(Labeled region records)
----

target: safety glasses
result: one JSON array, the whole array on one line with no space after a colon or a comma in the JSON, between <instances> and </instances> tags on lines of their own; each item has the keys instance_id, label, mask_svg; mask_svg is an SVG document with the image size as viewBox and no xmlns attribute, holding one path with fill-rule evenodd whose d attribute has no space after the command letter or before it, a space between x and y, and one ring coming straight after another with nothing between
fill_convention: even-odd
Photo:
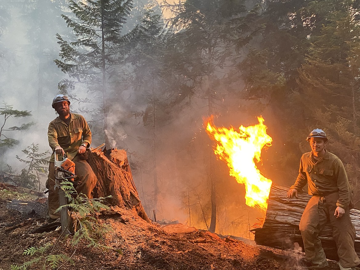
<instances>
[{"instance_id":1,"label":"safety glasses","mask_svg":"<svg viewBox=\"0 0 360 270\"><path fill-rule=\"evenodd\" d=\"M309 134L309 136L314 136L316 135L320 135L322 136L324 136L325 137L326 136L326 134L325 134L325 132L324 131L321 131L320 132L318 132L318 131L311 131L311 132Z\"/></svg>"}]
</instances>

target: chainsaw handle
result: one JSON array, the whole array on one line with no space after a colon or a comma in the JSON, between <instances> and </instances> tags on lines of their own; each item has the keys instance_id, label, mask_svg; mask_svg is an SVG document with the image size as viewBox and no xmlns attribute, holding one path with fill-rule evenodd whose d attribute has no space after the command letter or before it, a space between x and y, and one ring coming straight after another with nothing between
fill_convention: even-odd
<instances>
[{"instance_id":1,"label":"chainsaw handle","mask_svg":"<svg viewBox=\"0 0 360 270\"><path fill-rule=\"evenodd\" d=\"M65 159L67 158L67 155L66 154L66 153L64 154L64 156L63 157L63 160L62 161L59 160L59 159L58 158L58 154L55 152L55 150L54 151L54 154L55 157L54 163L55 163L55 166L57 167L60 167L62 163L64 162Z\"/></svg>"}]
</instances>

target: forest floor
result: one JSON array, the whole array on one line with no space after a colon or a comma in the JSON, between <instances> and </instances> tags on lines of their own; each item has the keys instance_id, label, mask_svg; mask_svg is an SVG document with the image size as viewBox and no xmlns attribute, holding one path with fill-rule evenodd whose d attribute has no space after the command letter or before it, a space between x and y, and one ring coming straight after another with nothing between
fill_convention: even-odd
<instances>
[{"instance_id":1,"label":"forest floor","mask_svg":"<svg viewBox=\"0 0 360 270\"><path fill-rule=\"evenodd\" d=\"M56 225L50 231L35 232L46 223L46 198L0 188L0 270L10 270L12 265L29 260L23 255L25 249L55 243L59 238L60 230ZM71 257L73 264L67 263L60 269L307 269L302 252L257 246L247 239L242 241L184 225L184 230L192 231L181 233L181 225L150 224L130 210L113 207L99 213L97 217L100 223L112 228L105 243L112 249L89 248L80 243L74 252L75 248L70 244L72 237L62 238L55 253ZM336 262L330 264L333 269L339 269ZM42 269L44 265L40 261L30 269Z\"/></svg>"}]
</instances>

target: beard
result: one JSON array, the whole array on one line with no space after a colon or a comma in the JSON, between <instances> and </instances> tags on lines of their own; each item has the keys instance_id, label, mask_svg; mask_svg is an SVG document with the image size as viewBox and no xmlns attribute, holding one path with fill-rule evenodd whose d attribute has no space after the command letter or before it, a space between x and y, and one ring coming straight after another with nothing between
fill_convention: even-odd
<instances>
[{"instance_id":1,"label":"beard","mask_svg":"<svg viewBox=\"0 0 360 270\"><path fill-rule=\"evenodd\" d=\"M60 117L64 117L65 116L68 115L70 113L70 108L64 109L61 108L59 110L57 110L57 112L59 114Z\"/></svg>"}]
</instances>

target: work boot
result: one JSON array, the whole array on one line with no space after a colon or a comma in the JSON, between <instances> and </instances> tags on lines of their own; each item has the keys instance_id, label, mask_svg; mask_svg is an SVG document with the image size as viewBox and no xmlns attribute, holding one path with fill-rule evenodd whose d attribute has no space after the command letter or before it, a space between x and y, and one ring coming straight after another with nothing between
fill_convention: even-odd
<instances>
[{"instance_id":1,"label":"work boot","mask_svg":"<svg viewBox=\"0 0 360 270\"><path fill-rule=\"evenodd\" d=\"M340 267L340 270L355 270L356 268L355 267L344 267L340 263L340 262L338 263L339 264L339 267Z\"/></svg>"},{"instance_id":2,"label":"work boot","mask_svg":"<svg viewBox=\"0 0 360 270\"><path fill-rule=\"evenodd\" d=\"M51 219L51 217L49 217L48 219L48 223L52 223L53 222L58 222L60 221L60 218L58 217L56 219Z\"/></svg>"}]
</instances>

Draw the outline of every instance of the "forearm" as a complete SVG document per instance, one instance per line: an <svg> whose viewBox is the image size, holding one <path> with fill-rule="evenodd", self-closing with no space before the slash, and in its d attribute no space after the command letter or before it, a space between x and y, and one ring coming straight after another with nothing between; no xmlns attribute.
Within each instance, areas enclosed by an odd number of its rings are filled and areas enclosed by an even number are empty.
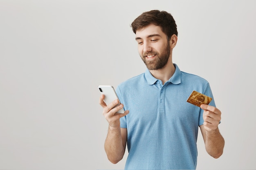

----

(WHAT THE TASK ASKS) Count the lines of the material that contain the string "target", matching case exactly. Give only the number.

(REPLY TO THE EXERCISE) 5